Could you rewrite the stretch of rows below from the line containing "Review checklist — Class: tree trunk" through the line containing "[[0, 0, 612, 407], [0, 0, 105, 101]]", with every bounding box coordinate in the answers increased by 83 and the sample coordinates after "Example:" left unchanged?

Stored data

********************

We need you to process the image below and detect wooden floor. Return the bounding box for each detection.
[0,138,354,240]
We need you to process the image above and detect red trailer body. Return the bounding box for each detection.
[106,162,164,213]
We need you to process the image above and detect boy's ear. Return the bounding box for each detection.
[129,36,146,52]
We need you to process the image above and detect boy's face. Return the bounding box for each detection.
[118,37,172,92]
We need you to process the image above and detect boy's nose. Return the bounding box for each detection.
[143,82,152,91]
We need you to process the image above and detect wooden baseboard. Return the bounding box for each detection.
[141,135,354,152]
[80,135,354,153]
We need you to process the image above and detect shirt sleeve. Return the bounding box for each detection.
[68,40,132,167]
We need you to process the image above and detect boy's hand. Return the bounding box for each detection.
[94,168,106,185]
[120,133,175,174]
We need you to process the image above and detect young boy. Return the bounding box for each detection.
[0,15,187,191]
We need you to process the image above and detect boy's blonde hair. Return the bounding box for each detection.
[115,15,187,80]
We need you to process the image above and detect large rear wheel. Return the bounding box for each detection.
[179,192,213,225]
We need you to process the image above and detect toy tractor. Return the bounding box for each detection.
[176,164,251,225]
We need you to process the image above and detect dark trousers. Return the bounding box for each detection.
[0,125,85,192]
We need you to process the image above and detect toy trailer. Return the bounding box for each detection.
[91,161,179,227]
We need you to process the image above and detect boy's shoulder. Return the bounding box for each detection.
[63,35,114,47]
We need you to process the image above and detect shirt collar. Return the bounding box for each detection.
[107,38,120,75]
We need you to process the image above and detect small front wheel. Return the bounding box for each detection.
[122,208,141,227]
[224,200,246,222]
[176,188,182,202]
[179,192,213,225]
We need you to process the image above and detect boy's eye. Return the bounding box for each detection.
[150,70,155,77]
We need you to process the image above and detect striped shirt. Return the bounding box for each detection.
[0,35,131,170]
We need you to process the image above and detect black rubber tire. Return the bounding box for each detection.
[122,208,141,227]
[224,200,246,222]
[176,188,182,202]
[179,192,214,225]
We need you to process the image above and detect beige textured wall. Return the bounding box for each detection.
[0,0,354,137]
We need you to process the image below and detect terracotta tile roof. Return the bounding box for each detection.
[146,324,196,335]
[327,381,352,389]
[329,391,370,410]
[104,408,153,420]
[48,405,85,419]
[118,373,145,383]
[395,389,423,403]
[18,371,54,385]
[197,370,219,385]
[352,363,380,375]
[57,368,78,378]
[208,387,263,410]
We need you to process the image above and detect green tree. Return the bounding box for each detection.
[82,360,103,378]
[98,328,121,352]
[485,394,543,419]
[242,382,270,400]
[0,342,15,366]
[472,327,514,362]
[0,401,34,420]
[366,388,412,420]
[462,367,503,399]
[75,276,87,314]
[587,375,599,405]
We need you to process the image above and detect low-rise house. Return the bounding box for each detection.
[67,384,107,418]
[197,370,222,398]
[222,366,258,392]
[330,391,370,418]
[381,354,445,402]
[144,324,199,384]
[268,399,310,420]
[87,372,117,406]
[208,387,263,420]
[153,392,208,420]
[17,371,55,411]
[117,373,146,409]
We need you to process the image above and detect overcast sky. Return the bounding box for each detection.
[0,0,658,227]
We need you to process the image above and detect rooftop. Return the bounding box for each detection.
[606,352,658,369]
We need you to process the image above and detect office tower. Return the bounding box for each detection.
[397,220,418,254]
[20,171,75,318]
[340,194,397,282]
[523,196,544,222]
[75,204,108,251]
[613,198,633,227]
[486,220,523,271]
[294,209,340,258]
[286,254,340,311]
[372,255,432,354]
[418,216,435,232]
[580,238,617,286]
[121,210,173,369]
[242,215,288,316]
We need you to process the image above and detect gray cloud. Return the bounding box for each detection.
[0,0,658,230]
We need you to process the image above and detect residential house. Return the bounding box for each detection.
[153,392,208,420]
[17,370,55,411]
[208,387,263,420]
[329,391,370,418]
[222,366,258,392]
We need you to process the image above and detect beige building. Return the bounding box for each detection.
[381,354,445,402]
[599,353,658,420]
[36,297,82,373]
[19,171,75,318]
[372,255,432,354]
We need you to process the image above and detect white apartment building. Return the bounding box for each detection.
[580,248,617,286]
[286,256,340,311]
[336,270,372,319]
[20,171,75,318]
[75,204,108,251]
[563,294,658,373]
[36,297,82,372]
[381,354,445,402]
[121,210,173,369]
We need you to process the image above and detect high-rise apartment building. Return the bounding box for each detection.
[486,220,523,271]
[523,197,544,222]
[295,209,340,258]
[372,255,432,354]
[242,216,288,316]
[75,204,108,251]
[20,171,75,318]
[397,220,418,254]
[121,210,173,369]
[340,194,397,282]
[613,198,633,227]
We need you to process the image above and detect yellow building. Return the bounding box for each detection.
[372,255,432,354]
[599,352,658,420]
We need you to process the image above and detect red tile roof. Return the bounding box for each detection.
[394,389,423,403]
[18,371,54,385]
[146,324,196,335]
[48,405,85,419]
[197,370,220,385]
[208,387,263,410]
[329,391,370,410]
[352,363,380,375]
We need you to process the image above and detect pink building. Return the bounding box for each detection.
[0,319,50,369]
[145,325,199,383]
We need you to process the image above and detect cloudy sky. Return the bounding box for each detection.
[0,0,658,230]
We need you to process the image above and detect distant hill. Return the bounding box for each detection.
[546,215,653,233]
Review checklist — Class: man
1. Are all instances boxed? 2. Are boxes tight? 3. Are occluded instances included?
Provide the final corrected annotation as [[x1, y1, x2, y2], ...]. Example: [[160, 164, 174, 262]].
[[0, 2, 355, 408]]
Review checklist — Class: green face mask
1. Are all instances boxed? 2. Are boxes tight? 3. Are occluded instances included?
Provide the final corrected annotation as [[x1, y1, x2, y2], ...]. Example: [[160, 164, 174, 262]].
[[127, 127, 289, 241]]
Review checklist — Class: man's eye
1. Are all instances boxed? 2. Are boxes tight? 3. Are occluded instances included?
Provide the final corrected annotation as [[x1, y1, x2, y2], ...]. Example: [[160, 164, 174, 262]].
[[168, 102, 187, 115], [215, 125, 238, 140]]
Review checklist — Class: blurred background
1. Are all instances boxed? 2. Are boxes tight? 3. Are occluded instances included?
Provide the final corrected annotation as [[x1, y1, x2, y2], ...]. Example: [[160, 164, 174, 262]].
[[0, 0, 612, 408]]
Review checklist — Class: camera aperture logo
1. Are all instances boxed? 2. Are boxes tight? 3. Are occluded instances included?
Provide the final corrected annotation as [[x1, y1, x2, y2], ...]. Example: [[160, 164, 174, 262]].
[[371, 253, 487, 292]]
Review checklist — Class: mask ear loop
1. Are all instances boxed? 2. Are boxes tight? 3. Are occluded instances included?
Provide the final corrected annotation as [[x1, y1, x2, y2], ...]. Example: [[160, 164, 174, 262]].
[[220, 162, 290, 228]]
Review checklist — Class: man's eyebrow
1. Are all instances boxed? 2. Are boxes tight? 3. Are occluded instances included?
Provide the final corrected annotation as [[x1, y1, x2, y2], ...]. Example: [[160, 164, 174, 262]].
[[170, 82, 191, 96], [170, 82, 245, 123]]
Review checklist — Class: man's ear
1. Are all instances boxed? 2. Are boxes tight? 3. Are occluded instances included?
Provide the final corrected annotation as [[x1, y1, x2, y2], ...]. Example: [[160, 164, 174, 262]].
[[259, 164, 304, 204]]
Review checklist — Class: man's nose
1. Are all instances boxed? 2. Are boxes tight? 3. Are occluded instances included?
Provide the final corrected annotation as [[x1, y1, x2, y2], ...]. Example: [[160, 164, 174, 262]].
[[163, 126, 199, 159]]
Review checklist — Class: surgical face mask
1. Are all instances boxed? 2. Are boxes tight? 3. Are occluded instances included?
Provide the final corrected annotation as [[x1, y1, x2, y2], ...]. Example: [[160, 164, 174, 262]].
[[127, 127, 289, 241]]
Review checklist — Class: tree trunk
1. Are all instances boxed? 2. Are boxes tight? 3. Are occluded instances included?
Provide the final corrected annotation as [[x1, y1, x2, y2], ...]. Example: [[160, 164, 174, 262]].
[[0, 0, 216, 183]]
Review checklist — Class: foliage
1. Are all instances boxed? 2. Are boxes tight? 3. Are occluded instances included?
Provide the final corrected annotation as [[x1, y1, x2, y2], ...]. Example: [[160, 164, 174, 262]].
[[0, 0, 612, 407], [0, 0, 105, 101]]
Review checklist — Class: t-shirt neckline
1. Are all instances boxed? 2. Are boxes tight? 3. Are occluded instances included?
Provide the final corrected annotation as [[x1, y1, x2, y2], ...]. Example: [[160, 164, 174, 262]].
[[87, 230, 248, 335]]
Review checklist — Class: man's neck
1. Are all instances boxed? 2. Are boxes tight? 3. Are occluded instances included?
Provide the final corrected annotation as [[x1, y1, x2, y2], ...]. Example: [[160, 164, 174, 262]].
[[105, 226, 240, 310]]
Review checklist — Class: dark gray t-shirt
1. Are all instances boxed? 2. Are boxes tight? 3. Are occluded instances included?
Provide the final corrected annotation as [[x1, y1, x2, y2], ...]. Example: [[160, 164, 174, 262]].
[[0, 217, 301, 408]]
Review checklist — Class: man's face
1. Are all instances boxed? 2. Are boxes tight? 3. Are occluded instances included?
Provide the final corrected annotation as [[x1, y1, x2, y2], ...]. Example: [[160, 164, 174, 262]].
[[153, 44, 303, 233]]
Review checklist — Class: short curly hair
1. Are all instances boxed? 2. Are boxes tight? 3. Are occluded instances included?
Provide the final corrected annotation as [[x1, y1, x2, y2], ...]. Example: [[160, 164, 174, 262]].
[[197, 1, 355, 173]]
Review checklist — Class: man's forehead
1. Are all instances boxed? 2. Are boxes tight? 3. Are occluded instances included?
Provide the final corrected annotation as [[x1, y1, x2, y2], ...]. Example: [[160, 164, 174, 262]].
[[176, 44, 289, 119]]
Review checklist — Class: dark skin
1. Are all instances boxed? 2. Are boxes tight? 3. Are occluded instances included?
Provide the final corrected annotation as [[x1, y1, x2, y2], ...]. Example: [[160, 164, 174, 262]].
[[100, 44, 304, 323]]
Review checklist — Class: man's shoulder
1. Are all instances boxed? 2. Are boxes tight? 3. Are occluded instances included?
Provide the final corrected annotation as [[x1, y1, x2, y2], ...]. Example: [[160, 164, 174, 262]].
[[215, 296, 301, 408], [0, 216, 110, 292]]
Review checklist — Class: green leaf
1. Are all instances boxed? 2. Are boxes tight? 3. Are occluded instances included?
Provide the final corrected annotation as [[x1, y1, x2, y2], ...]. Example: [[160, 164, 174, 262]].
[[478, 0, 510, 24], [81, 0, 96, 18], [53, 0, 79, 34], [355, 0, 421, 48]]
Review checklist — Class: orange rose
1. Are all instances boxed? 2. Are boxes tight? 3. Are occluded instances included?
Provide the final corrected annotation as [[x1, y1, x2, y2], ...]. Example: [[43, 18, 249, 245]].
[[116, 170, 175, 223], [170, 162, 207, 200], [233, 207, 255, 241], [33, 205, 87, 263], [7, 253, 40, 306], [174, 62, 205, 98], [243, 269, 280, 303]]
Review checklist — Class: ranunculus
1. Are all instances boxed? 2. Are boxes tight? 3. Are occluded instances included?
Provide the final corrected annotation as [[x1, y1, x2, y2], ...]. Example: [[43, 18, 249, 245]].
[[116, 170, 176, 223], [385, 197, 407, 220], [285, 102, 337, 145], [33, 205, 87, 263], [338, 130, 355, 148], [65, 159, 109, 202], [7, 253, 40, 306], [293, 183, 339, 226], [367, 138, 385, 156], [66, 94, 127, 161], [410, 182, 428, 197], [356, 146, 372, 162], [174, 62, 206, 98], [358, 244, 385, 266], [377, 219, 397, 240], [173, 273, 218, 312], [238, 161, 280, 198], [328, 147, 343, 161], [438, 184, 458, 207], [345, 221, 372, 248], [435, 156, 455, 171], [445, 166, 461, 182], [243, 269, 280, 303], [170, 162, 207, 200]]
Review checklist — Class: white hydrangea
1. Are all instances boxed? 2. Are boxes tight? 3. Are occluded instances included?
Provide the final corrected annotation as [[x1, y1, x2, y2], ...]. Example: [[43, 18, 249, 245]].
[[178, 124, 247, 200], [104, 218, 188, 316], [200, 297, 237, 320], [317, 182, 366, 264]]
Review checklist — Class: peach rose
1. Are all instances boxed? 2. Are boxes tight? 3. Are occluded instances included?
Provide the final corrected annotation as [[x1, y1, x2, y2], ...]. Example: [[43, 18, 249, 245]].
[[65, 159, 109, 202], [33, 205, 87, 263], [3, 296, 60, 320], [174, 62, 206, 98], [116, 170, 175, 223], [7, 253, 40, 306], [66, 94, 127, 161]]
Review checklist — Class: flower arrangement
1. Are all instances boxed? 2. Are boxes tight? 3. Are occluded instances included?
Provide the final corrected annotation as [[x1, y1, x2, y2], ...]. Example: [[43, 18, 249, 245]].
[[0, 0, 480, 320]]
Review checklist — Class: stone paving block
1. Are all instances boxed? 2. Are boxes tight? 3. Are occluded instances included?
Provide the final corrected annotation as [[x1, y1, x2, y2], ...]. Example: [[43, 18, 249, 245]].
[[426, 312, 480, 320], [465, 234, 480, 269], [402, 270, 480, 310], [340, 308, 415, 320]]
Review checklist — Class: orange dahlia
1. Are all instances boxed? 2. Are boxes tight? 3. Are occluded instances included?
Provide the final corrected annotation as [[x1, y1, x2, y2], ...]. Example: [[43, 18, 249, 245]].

********************

Response to this exercise:
Review checklist — Class: tree trunk
1. Are all instances boxed? 2. Are boxes tight? 3. Are occluded instances included?
Provide the final corrected annotation as [[x1, y1, x2, y2], ...]. Example: [[160, 164, 174, 262]].
[[83, 83, 299, 266]]
Review checklist — Class: foliage
1. Are all instances boxed? 2. Are boxes tight? 3. Are occluded instances included?
Provide the final corrected annotation as [[x1, y1, x2, y2], ...]. Example: [[160, 164, 174, 262]].
[[83, 83, 695, 490], [83, 83, 188, 184]]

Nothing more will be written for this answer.